**TRY IT**
Beginning with the line that contains "the police officer" and concluding with the final line of the listing below, output each line exactly, and only those lines.

**RECORD EXCERPTS**

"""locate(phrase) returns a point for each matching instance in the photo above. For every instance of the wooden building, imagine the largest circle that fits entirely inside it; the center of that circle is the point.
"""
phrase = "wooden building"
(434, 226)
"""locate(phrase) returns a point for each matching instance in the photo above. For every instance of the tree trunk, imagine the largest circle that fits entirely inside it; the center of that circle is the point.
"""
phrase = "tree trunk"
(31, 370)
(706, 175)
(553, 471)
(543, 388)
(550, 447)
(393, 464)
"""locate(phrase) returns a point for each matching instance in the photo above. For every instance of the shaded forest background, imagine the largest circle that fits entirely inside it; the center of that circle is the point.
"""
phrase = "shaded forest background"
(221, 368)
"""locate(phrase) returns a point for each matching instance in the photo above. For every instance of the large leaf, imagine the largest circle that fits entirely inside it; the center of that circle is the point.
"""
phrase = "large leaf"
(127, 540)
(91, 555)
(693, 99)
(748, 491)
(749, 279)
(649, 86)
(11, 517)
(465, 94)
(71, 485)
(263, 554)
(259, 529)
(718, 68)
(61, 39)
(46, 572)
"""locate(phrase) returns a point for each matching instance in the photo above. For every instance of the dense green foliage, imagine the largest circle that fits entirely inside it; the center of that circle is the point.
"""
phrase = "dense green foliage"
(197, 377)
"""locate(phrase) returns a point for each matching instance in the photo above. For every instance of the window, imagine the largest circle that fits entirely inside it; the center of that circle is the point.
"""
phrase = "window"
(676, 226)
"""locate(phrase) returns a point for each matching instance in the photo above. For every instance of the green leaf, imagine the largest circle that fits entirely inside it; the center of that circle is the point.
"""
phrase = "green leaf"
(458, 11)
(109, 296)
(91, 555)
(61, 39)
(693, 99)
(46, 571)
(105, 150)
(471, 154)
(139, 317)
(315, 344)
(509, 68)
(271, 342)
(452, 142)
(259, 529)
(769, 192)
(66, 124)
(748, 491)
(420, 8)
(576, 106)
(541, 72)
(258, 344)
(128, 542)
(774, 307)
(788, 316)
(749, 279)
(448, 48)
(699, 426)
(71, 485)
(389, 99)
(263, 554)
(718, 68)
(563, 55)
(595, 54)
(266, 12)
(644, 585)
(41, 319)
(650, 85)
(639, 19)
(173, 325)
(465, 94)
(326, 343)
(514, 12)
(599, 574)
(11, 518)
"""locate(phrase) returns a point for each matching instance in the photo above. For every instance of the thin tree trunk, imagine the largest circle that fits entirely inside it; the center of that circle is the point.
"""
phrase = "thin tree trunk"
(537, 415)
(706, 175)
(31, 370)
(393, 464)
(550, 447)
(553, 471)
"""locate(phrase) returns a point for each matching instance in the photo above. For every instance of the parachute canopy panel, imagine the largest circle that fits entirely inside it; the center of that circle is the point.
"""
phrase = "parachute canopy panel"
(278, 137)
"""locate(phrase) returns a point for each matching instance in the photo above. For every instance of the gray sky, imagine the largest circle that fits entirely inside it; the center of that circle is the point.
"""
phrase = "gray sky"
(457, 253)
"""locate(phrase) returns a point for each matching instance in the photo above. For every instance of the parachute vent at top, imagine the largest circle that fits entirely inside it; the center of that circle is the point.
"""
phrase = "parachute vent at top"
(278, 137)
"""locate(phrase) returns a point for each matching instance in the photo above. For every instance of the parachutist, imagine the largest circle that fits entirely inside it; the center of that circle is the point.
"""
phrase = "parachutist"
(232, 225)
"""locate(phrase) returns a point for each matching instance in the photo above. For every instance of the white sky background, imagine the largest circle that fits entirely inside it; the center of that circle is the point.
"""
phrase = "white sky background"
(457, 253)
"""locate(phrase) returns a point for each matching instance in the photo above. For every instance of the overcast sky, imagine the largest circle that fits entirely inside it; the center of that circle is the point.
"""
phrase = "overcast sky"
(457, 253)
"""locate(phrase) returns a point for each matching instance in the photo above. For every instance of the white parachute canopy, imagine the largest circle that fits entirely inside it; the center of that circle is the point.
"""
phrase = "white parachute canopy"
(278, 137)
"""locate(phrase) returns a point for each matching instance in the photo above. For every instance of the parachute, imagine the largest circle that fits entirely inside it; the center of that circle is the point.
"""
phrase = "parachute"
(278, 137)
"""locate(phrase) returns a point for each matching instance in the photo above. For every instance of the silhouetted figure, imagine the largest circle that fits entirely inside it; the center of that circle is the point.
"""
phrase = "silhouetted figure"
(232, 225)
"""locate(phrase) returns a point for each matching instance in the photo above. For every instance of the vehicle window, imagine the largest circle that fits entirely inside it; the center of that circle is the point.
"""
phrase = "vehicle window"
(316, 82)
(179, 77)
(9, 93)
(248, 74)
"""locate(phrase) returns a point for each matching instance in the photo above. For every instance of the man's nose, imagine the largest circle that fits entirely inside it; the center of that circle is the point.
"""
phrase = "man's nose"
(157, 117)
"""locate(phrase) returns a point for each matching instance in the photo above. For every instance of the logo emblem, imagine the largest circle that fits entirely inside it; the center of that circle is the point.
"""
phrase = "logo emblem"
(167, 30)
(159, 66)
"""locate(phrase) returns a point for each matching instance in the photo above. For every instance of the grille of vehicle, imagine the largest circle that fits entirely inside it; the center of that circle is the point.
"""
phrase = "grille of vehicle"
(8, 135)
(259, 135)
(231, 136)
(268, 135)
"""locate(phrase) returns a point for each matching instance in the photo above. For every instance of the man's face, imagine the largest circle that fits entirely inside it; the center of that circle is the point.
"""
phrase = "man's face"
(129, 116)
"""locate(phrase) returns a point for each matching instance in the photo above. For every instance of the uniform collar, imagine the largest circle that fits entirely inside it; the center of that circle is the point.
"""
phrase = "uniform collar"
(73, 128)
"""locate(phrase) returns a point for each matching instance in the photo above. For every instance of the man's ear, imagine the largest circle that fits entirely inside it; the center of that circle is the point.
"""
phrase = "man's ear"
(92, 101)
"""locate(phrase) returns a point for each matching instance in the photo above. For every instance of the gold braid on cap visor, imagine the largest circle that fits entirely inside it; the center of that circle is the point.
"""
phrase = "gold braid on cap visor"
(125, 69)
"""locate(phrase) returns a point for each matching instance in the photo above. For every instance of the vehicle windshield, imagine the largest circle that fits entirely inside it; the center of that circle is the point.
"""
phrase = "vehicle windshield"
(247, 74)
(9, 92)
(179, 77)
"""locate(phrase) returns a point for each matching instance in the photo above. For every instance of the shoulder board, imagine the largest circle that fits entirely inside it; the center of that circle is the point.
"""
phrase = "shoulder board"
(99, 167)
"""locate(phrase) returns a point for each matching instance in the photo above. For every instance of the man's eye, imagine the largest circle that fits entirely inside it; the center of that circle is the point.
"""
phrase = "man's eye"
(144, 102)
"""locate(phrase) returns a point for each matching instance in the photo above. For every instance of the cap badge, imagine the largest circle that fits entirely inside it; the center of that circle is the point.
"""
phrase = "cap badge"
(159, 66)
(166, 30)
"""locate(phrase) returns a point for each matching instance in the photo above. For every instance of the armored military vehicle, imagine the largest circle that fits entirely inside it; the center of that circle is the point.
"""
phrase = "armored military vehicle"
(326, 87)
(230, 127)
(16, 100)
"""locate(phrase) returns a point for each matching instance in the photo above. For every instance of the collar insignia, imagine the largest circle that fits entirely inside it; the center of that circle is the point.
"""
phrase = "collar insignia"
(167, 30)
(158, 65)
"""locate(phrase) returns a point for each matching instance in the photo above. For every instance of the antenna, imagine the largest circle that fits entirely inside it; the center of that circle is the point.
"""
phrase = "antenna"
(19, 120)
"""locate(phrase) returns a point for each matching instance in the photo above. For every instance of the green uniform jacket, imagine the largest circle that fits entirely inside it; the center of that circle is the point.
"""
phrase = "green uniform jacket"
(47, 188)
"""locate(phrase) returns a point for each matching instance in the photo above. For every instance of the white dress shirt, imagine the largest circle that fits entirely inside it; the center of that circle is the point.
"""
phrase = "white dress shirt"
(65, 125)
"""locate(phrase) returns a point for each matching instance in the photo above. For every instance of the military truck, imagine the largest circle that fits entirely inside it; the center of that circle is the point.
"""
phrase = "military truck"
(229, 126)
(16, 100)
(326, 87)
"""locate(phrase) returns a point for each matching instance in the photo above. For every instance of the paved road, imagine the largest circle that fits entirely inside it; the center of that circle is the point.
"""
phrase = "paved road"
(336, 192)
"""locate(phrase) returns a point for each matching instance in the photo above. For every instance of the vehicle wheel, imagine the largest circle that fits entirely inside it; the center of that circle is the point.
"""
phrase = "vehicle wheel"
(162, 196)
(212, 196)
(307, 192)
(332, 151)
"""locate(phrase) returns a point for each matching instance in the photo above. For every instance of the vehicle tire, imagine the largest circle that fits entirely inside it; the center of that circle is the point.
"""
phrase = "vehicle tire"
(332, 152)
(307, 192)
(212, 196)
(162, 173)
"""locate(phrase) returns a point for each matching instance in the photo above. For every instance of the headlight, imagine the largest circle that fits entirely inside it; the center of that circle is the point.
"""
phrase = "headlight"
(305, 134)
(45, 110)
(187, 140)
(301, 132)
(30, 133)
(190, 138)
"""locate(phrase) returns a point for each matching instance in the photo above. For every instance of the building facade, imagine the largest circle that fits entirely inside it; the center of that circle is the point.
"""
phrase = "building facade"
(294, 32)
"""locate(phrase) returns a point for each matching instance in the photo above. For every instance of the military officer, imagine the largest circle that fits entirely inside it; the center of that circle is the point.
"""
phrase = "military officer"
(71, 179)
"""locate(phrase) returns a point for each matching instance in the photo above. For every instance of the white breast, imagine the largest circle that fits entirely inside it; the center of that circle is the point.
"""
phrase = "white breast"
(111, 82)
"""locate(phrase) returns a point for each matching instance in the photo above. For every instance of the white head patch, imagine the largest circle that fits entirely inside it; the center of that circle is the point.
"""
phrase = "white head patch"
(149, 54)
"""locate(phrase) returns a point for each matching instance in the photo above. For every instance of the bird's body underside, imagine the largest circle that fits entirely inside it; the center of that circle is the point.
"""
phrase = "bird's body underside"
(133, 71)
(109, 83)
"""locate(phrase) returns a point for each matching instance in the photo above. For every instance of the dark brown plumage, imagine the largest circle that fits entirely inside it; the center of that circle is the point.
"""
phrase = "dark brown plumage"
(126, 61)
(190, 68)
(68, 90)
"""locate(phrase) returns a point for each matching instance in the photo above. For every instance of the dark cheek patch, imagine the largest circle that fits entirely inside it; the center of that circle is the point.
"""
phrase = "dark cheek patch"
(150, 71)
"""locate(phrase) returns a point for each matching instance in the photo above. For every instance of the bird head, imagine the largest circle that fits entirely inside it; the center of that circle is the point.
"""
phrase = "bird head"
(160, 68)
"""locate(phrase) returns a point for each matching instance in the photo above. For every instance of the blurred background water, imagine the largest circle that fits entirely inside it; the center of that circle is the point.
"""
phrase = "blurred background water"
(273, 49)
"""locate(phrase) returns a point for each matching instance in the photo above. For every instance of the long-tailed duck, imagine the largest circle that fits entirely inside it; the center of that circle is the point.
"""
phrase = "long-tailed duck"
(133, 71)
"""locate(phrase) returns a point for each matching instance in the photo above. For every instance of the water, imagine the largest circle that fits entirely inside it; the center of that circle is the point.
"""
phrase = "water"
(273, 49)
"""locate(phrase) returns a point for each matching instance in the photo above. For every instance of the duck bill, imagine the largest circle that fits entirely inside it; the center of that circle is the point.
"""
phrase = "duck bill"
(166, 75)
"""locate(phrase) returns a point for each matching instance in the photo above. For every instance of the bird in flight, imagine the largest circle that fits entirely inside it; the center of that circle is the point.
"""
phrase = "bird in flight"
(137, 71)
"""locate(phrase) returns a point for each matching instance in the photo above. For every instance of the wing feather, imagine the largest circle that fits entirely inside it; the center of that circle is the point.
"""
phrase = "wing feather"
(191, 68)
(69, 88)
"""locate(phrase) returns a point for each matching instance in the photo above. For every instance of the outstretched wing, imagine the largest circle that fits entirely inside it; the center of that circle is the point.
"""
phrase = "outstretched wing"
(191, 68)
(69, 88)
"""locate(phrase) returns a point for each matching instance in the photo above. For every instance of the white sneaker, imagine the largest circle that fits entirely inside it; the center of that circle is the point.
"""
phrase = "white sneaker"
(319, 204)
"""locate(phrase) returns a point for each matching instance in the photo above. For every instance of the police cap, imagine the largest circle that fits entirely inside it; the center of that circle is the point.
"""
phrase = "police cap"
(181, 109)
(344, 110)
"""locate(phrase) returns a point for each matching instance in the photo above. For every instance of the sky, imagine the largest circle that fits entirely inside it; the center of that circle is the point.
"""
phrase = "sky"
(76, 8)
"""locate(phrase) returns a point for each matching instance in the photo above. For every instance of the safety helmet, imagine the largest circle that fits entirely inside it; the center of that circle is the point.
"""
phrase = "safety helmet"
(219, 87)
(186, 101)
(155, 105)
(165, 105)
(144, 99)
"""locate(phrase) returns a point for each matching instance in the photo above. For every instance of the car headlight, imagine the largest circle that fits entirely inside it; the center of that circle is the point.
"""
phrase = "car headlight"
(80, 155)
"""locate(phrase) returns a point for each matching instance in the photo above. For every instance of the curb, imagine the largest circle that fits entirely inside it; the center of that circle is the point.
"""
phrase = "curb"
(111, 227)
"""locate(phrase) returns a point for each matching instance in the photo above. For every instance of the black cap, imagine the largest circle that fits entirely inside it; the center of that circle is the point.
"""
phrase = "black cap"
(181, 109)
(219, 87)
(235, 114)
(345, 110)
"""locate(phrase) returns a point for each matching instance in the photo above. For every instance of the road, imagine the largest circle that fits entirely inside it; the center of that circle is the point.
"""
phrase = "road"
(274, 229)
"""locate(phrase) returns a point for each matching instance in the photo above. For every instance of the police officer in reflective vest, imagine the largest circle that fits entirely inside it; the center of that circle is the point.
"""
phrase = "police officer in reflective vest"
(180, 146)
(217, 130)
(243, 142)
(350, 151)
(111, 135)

**TASK ANSWER**
"""locate(phrase) returns a point for each matching instance in the photo above. For every instance of the police officer in reflective vest, imagine the largest circle that fits entirely inside it; the center of that circle is the point.
"""
phrase = "police officer in reflective vest"
(180, 146)
(217, 130)
(243, 142)
(350, 151)
(111, 135)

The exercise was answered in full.